# [EXTRACTED TEXT]
What Teenagers (And Lola) Taught Me About Integrity

Therapy Dog Lola and Catherine Whitlow on a walk in the Autumn

Written on a rainy Thursday, curled up in front of the fire with a box of antibiotics and Lemsip on one side and a snoring cocker spaniel warming my feet on the other.


If you’re imagining a very glamorous, wellness influencer style moment…please don’t. This is more “slightly soggy woman with a chest infection trying to write a blog between coughing fits.

But maybe this is the perfect setting to think about integrity…the unglamorous, show-up-even-when-you-feel-like-mush kind of integrity that teenagers and young people can spot a mile off.

Some of the teens I work with start off looking completely uninterested, you know the side eyes, the long dramatic sighs, the “I’m only here because school told me to” energy. And that’s fine. We don’t take it personally.

Every week, we check: “Do you want to come with me and Lola?”
And every week, they say yes.

So me and Lola show up. Honest. True. Warts and all. Not perfect, not polished, just our actual, authentic selves.

And every single time, eventually, those teenage walls start to crack. They suss us out. They push a bit, because, let’s be honest, many adults do give up on them. Many adults leave at the first sign of “difficult.”

But we didn’t leave.
We came back every week anyway…sometimes twice a week.

# [PROBLEM DETAILS]
In the blog post above, what question is put to the teens every week?

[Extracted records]

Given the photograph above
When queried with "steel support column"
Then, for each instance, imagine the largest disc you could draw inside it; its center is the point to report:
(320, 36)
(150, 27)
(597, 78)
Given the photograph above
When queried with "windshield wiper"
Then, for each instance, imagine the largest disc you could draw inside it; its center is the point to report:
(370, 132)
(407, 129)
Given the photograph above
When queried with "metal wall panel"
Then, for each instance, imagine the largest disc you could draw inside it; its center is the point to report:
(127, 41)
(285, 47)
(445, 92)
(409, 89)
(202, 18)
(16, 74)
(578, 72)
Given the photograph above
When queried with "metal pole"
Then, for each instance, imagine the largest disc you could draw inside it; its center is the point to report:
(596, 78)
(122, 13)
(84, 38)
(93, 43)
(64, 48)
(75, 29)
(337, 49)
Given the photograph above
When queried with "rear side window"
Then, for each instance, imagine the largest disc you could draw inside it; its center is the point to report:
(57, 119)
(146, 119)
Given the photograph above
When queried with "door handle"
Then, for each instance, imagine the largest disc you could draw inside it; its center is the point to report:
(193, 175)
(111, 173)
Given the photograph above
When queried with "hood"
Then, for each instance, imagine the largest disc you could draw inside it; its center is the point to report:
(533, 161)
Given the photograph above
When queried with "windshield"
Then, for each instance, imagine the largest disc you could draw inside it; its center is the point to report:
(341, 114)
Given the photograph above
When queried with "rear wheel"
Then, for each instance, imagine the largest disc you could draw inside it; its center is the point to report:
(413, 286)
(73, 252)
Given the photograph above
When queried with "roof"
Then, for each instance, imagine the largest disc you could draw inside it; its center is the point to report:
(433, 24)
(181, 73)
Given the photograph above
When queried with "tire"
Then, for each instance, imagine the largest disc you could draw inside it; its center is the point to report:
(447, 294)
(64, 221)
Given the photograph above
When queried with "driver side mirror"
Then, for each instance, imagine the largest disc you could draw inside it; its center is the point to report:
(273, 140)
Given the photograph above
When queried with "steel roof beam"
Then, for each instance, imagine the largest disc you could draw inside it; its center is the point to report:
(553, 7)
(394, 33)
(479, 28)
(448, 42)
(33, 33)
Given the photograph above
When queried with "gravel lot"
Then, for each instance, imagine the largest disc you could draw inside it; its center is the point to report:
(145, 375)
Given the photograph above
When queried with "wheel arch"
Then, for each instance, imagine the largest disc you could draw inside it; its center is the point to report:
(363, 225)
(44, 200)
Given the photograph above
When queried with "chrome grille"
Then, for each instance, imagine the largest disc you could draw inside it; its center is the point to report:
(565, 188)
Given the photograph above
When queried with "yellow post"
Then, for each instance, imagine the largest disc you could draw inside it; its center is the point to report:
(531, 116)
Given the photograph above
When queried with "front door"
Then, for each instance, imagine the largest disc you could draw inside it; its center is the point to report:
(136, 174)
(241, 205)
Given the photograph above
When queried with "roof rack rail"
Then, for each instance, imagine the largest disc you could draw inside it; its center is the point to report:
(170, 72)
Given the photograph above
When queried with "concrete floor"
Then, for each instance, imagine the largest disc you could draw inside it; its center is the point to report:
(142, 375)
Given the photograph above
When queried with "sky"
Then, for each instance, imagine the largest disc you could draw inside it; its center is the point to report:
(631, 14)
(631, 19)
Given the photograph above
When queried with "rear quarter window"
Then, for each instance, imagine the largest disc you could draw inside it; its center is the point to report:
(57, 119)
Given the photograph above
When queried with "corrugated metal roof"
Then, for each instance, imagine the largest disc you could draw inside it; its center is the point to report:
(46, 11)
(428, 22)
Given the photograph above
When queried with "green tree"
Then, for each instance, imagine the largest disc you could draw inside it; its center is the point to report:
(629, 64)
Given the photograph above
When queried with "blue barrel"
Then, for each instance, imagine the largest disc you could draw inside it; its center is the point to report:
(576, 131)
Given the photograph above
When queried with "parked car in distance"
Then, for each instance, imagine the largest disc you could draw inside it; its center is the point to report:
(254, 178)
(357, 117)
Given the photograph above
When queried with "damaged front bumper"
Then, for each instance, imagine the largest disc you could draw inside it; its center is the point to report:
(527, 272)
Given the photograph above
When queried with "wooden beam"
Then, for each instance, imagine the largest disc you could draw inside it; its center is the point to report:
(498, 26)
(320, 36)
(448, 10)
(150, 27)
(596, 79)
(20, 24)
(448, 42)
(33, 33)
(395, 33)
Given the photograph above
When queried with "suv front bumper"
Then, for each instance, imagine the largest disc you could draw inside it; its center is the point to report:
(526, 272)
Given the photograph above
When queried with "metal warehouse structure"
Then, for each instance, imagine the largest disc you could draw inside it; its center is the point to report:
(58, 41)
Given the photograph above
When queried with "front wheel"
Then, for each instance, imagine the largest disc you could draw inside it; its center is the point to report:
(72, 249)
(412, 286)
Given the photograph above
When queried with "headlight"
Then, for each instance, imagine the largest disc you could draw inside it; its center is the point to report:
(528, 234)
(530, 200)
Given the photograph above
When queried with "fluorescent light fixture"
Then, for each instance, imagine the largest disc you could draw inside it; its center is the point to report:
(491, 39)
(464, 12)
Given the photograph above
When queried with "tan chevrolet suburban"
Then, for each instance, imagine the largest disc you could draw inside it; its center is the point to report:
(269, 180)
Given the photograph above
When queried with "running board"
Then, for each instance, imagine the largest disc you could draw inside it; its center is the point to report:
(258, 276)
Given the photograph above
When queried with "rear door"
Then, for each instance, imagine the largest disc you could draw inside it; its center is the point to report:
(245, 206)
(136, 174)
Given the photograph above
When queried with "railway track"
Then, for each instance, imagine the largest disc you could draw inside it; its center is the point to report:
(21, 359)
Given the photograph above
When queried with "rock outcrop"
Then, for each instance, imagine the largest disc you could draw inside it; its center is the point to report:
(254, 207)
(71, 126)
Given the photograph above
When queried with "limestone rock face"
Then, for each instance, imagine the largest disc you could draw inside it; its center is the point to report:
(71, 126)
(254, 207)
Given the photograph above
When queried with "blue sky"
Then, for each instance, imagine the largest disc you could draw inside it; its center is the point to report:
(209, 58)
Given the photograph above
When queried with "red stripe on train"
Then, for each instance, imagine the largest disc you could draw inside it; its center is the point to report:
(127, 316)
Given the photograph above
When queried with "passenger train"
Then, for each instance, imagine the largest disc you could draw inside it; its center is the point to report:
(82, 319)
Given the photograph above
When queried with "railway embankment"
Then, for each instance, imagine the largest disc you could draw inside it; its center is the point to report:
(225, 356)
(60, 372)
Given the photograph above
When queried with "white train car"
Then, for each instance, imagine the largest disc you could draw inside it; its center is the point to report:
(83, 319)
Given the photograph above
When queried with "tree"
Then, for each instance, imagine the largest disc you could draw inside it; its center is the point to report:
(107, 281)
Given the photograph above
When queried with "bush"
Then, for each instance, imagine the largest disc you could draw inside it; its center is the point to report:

# [SOLUTION FOR THIS TASK]
"Do you want to come with me and Lola?"